Copy out the records below, substituting "Labeling request" for every occurrence of "Track-and-sign request" and leaving everything else unchanged.
------ Dataset entries ------
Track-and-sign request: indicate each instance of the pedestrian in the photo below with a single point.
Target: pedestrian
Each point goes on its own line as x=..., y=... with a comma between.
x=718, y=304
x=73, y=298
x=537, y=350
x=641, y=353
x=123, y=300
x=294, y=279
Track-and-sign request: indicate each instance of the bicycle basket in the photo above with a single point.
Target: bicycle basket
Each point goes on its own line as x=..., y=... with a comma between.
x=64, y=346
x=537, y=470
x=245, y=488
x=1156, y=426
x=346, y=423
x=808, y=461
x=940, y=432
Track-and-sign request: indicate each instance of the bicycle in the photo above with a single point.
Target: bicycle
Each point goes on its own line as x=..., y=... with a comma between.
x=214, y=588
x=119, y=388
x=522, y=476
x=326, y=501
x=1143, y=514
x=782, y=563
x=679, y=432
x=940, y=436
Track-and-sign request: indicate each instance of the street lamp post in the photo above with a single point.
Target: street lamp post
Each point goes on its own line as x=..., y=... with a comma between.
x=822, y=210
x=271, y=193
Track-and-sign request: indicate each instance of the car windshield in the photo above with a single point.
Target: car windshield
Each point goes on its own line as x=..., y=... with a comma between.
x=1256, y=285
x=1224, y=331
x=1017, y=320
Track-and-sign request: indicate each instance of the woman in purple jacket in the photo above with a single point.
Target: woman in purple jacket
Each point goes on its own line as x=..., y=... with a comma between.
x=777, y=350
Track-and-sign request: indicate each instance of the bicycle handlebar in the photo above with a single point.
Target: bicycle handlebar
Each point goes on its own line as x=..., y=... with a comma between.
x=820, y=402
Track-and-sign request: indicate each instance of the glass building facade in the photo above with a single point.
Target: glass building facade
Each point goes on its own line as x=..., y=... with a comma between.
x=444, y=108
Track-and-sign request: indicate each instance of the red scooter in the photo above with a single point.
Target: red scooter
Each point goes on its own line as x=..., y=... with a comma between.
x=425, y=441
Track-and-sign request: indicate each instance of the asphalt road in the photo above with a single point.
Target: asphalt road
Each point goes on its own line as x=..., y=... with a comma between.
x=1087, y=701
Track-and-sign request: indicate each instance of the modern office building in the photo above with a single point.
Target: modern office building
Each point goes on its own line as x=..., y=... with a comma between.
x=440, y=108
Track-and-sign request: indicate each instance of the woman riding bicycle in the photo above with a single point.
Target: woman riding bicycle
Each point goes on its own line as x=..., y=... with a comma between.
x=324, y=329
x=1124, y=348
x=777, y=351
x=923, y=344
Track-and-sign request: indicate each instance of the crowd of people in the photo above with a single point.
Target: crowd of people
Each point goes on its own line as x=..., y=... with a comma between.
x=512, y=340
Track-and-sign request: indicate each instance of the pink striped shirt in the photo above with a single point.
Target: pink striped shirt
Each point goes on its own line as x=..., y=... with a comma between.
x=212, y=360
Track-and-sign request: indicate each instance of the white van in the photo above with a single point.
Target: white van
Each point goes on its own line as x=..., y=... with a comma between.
------
### Expected answer
Labeling request: indicate each instance of the pedestrian in the photo below with a single point.
Target: pedestrian
Each point goes on its own line as x=..., y=... with a comma between.
x=718, y=304
x=73, y=298
x=537, y=350
x=641, y=353
x=123, y=300
x=294, y=279
Labeling request: indicate each instance of the bicycle basket in the photo above with a single point.
Target: bicycle basket
Each point goes on its own line as x=..., y=... with a comma between.
x=64, y=346
x=537, y=470
x=245, y=488
x=1156, y=426
x=346, y=423
x=808, y=461
x=940, y=432
Labeling request: indicate each instance of the bicycle in the photo above with a single point.
Target: bicycle
Each point goes on its own line as x=..., y=... with a comma between.
x=214, y=588
x=119, y=388
x=522, y=476
x=326, y=501
x=1143, y=514
x=782, y=563
x=679, y=432
x=940, y=436
Labeling request: indicate each instance of the street lamp post in the photo above with a single point.
Target: street lamp post
Each point goes on its own line as x=..., y=... with a comma between.
x=822, y=210
x=271, y=193
Labeling request: indicate each instance of the car windshield in the photo above with a single point.
Target: car windshield
Each point goes on its own line as x=..., y=... with a comma between.
x=1256, y=285
x=1224, y=331
x=1017, y=320
Labeling request: indicate each instance of the woman in purple jacket in the photo above with a single point.
Target: woman in purple jacket
Each point goes on its own line as x=..., y=... with a comma between.
x=777, y=350
Labeling request: indicate each instance of the bicycle handlebar in the photo above with a single point.
Target: bicycle handlebar
Each point goes on its own line as x=..., y=... with a comma between.
x=820, y=402
Labeling request: indicate each instance of the glass building facade in the photo above with a single point.
Target: glass building facade
Each point goes on its own line as x=..., y=... with a comma between.
x=444, y=108
Labeling request: indicate each instance of the red scooter in the photo above with a single point.
Target: red scooter
Each point goes on its own line as x=..., y=... with a comma between.
x=425, y=441
Labeling request: indicate each instance of the asphalt road in the photo above with a single point.
Target: asphalt road
Each point goes on its own line as x=..., y=... with a comma between.
x=1087, y=701
Labeling request: indicate each instance of the modern office building in the photo above with a single point.
Target: modern office building
Each point goes on its own line as x=..., y=... with a comma between.
x=440, y=108
Labeling request: indicate each instance of the woman riding bicycle in the photo above with a single point.
Target: woman riding bicycle
Each point goes on its own line as x=..., y=... with a comma between.
x=324, y=329
x=1124, y=348
x=777, y=351
x=923, y=344
Labeling request: indicate each instance of the crowd of people in the photo above with a single point.
Target: crowd of people
Each point goes on its own line as x=..., y=... with a comma between.
x=512, y=340
Labeling request: indicate each instance of the pink striped shirt in the photo above with a single point.
Target: pink striped shirt
Each point goes on its own line as x=..., y=... with a comma between.
x=212, y=360
Labeling request: indicate each instance of the white van in the photo above with a single point.
Target: white van
Each point goes on its own line as x=..., y=... with a comma between.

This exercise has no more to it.